*PROVIDED TEXT*.
Since the 15th century Portuguese endeavours in despised islands to the advent of the Industrial Revolution in England in 18th century, Africa has, had been a colony, denied the dignity of being human, denied freedom and free will, justice and development. And thus to understand the predicament of an African negotiator, or the African negotiators, one has to first recall that until mid-1950s Africa was not part of the global affairs – the global affairs and politics of the multilateralism. Until 1950s, African states were colonies, not equal member states in the global scene. A non-white, and in particular the African was deemed sub-human, a useless harmful stock of a Negro race whose temperament and capacity were peculiarly suited to hard labour, not least because they were significantly less susceptible to physical pain than white man. And further, it was common perspective among the elites that slavery was, is, and will be needed for the regeneration of contemporary European cultures. And, of course, all of this was justified and justifiable for the incomplete humanity of the state. Thus, if colonies demise, they become freedom, then the metropolis gives herself the right to be the new robbers, the ravagers. As long as they cannot rule, cannot be rulers and owners, they are men of knowledge after all.
In a recent article by Sir Robert Tony Watson, a distinguished and respectable scientist and a former director of the United Nations, inter-IPCC, three degrees, he said the following, “Three degree warming is the realistic minimum. Four degrees, Europe in permanent drought. Vast areas of China, India and Bangladesh claimed by desert.” And he goes on, “The prospect of a five degree warming has prompted some of the world leading climate scientists to warn of the end of the human civilization.” This elegantly-phrased paragraph embodies profound truth about the challenge and calamity of the climate change in what it states and what it curiously omits. A curious omission in that important passage which forces us to ask, “What does science say about the climate change in Africa?, what is the state of affairs on climate in Africa? And what bearing did it have on its position on Copenhagen and Paris Agreement?

*WRITTEN PROBLEM 1*. In the passage on Africa and climate change, until what decade were African states colonies rather than equal member states on the global scene?
*WRITTEN PROBLEM 2*. Shorten the paragraph of the passage on Africa and climate change that begins "In a recent article by Sir Robert Tony Watson," keeping its main facts.
The material after this point comes from a different source.

*DATA PROVIDED*.
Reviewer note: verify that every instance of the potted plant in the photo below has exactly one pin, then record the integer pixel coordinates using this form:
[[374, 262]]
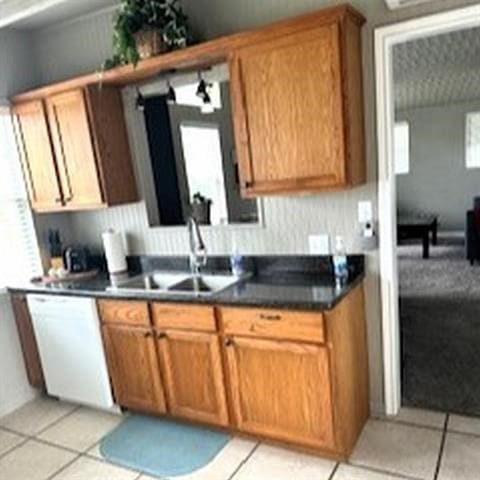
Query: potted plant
[[144, 28], [201, 209]]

*WORKED ANSWER 1*. Until the 1950s.

*WORKED ANSWER 2*. Sir Robert Tony Watson, a respected scientist and former United Nations director, wrote that three degrees of warming is the realistic minimum. Four degrees would bring permanent drought to Europe and turn vast areas of China, India and Bangladesh into desert. The prospect of five degrees has led some leading climate scientists to warn of the end of human civilization. The passage holds a profound truth but leaves out Africa. That omission raises three questions: what science says about climate change in Africa, what the climate situation there is, and how this shaped Africa's position on Copenhagen and the Paris Agreement.